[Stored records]
++++++

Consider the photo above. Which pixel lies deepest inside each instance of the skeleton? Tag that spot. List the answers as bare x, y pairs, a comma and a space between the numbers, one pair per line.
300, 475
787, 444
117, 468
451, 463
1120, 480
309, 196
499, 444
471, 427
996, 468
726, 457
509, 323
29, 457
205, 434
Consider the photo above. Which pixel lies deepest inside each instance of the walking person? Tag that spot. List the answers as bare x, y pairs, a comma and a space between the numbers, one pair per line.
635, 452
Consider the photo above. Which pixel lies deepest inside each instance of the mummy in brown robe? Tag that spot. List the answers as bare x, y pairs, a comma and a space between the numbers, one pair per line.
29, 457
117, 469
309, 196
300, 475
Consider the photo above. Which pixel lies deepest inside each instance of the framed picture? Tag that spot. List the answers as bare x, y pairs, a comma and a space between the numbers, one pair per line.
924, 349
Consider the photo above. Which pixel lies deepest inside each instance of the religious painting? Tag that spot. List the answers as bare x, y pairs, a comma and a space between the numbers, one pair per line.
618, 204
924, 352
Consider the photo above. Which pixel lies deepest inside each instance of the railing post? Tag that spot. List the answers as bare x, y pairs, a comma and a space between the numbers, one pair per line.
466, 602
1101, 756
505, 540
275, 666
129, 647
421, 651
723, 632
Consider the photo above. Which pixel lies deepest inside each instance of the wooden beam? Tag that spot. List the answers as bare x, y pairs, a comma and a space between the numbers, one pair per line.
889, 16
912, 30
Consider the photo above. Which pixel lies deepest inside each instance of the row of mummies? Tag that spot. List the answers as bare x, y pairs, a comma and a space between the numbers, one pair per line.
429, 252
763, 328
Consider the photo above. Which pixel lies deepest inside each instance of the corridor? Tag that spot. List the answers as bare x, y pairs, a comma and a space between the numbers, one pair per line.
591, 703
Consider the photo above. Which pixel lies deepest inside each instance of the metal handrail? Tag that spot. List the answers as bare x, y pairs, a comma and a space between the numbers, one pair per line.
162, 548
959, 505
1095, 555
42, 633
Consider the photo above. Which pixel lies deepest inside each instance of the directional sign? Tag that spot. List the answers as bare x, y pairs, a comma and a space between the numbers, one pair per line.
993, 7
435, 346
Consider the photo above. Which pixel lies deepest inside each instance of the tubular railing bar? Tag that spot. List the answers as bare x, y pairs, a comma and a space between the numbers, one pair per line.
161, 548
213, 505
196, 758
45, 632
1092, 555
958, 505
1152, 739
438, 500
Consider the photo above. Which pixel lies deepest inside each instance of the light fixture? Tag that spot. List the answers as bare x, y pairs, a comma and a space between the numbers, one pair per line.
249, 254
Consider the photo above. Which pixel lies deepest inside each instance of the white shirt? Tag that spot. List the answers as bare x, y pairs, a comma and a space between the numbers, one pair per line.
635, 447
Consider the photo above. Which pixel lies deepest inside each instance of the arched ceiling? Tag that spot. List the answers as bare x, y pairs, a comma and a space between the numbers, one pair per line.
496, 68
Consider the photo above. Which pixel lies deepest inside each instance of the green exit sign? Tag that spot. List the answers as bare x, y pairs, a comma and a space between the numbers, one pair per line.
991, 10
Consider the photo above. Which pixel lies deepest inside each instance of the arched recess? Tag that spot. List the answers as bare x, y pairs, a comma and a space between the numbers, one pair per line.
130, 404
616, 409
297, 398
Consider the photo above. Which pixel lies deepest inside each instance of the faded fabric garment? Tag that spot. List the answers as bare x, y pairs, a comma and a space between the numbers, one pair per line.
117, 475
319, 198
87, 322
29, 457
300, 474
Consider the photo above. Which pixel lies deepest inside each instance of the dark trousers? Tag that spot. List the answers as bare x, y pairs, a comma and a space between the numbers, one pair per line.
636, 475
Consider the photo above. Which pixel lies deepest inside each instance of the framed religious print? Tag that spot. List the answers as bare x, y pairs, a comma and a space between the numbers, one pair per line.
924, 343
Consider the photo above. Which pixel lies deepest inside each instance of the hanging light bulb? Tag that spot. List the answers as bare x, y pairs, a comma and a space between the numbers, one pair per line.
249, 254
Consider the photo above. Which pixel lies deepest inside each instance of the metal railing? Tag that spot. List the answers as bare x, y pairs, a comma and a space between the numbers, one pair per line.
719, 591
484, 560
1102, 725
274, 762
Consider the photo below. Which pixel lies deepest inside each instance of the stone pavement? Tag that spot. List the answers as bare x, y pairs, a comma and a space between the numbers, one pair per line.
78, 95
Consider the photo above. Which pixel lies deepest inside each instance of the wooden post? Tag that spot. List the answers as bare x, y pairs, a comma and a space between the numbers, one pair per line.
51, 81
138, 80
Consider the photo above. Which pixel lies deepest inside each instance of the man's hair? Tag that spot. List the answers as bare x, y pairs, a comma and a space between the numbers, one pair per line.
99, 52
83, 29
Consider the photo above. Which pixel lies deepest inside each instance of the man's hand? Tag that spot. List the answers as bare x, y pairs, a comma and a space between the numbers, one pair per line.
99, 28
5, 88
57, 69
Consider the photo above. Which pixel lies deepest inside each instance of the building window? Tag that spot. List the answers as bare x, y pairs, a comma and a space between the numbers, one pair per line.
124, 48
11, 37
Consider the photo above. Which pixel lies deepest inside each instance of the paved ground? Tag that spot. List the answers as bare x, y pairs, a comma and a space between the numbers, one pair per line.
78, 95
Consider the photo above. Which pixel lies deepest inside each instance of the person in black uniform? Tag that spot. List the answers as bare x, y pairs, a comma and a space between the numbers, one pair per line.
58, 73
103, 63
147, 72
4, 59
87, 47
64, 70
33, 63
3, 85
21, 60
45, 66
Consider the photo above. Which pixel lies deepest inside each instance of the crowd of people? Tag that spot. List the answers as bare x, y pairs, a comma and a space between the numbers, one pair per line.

++++++

**Task item:** Retype the entries exactly; leave nothing out.

**Task answer:**
Consider the photo above. Which pixel lies deepest inside each instance of the skeleton? Tag that spot. List the answers as bare x, y pairs, a comma and a space between the numbers, one pair per line.
300, 475
787, 444
117, 468
451, 463
1120, 480
309, 196
499, 444
471, 427
996, 468
726, 457
509, 323
29, 457
205, 434
Consider the photo above. Which pixel lies deepest inside each instance of the walking person? Tag that spot. List the answers as bare x, y pairs, a comma and a space between the numbers, one pair per line.
635, 452
Consider the photo above. Which pixel lies deepest inside each instance of the mummy in brown robe? Tag that spot. List the answers as bare x, y pairs, a comma and a space between the numbers, one pair per line.
29, 457
117, 469
309, 196
300, 475
Consider the photo above. Which pixel lies deepest inside each instance of the framed picture? Tag that spot. List the answers as bare x, y pairs, a comma and a space between the numbers, one pair per line.
924, 349
Consider the photo above. Which pixel lies deepest inside each instance of the religious painting? Tag that spot. List the answers as bare x, y pairs, a comma and a space between the numbers, one pair per line.
618, 204
924, 352
Consider the photo above. Which pixel lies deepest inside each instance of the railing post? Tag that spot. List the answers as bare x, y pairs, a comma and a space between the numbers, one pair per line.
466, 602
1101, 756
505, 540
275, 666
129, 647
421, 651
723, 632
Consider the photo above. Which pixel lies deepest inside each instance of the wooden beam? Tag that spot. List the answers as bare x, y pairs, a comma and a space between the numbers, one pair per line.
889, 16
912, 30
Consider the photo above. Which pixel lies deepest inside each instance of the row of mummies? Tag that spot. List the answers as bare x, y pairs, a comma and a space between the numbers, one pair per line.
429, 252
763, 328
Consider the photo above. Which pixel lies deepest inside each instance of the corridor? Tag that spot. List the answers as bare x, y pairs, a comma and a space between the numbers, one pair per line.
591, 703
Consider the photo above. Which pixel lies deepest inside each instance of the metal handrail? Tag that spot. List the answers as bare x, y pairs, a comma and a space between the numbers, one pair per line.
162, 548
959, 505
1095, 555
42, 633
Consider the photo above. Which pixel lies deepest inside each instance of the directional sign? Tag that spot. List the answers as bare x, y pairs, a comma and a space between the numbers, one pair per line.
993, 7
435, 346
Consider the photo above. Which pixel lies deepest inside each instance of the tubular railing bar? Tag that spot. List the answers as bare x, y pairs, a comma and a space between the numbers, one pair per line.
161, 548
213, 505
196, 758
45, 632
1092, 555
958, 505
1152, 739
438, 500
Consider the photo above. Which pixel lies deepest inside each instance of the light fixture? Tag that spot. List the answers as bare x, y pairs, a comma and a space between the numbers, one pair per line.
249, 254
Consider the photo above. Which pixel lies deepest inside each instance of the white shirt? Tag that spot. List the answers as bare x, y pairs, a comma and a space between the numbers, one pair per line.
635, 447
Consider the photo above. Which pixel lies deepest inside each instance of the arched ceiling? Tag that spot. List the answers as bare x, y pairs, a comma and a space between the numbers, one pair per line.
496, 68
Consider the photo above. Which pixel lies deepest inside each instance of the green exit sign? Tag that spot. List the answers as bare x, y pairs, a comma and a space between the numbers, one pair per line.
991, 10
Consider the photo above. Which pixel lies deepest inside each instance of the arched recess? Tag that spot. List the answers as bare x, y pairs, a comma and a space between the numbers, one pair per line.
130, 404
616, 409
297, 398
Consider the photo above. Which pixel lies deepest inside each instance of the faded fabric garment? Tag that spot. List the answers as bare x, y pairs, a comma and a space between the numbers, one pair per line.
117, 475
319, 198
87, 322
29, 457
300, 474
Consider the photo above. Which pixel lies deepest inside each instance of the dark trousers? Tag that spot. List the answers as bare x, y pairs, a comma and a space between the numbers, one pair per line.
636, 475
Consider the photo above. Which pixel lies deepest inside each instance of the framed religious print? Tag that spot. List the answers as bare x, y pairs, a comma and a space between the numbers, one pair per line.
924, 343
Consider the photo above. Which pixel lies deepest inside each instance of the hanging light bulb? Tag that spot. List the answers as bare x, y pairs, a comma and a space between the numbers, one pair per line.
249, 254
Consider the photo above. Which pixel lies deepest inside each instance of the metal railing? Tag that spot. List the answers as bare x, y pairs, a comma and a space between the numbers, one pair per line.
719, 591
484, 560
1102, 725
274, 762
Consider the photo below. Which pixel lies deepest inside each instance of the stone pavement? Tag that spot. List the answers as bare x, y pairs, a comma and a space between the numbers, one pair per line.
78, 95
Consider the photo above. Which pixel lies deepest inside each instance of the wooden post? Tag that spot. List the answers as bare x, y pairs, a comma and a space between the numbers, one pair per line.
51, 81
138, 80
Consider the photo above. Which pixel lies deepest inside each instance of the man's hair? Tag that spot. List the answers as bare x, y pairs, a comma and a space between the numbers, one pair per line.
99, 52
83, 29
Consider the photo above. Which pixel lies deepest inside each instance of the man's hand? Tag that spot. List the answers as bare x, y pairs, a comma and a space between the numbers, one pair per line.
99, 28
5, 88
57, 69
Consider the photo above. Which pixel lies deepest inside each instance of the building window? Tag that spot. List the answers as bare x, y pairs, a comma and a space between the numbers, one pair per line.
124, 48
11, 37
Consider the photo above. Which pixel lies deepest inside each instance of the paved ground? Tag that spot. List the answers as bare x, y pairs, a comma and a space between the numbers, one pair per line.
78, 95
Consider the photo above. Which pixel lies deepest inside each instance of the person in black uniform? Tag that spot. List the answers as bare x, y pairs, a comma and a space between the numbers, one pair per line.
58, 73
103, 63
147, 72
4, 59
87, 47
64, 70
33, 63
3, 85
21, 60
45, 66
Consider the photo above. Which pixel lies deepest inside each instance of the crowd of people? Tag that spot. List the answers as bare x, y pairs, a comma and a space between the numbers, one pair per line.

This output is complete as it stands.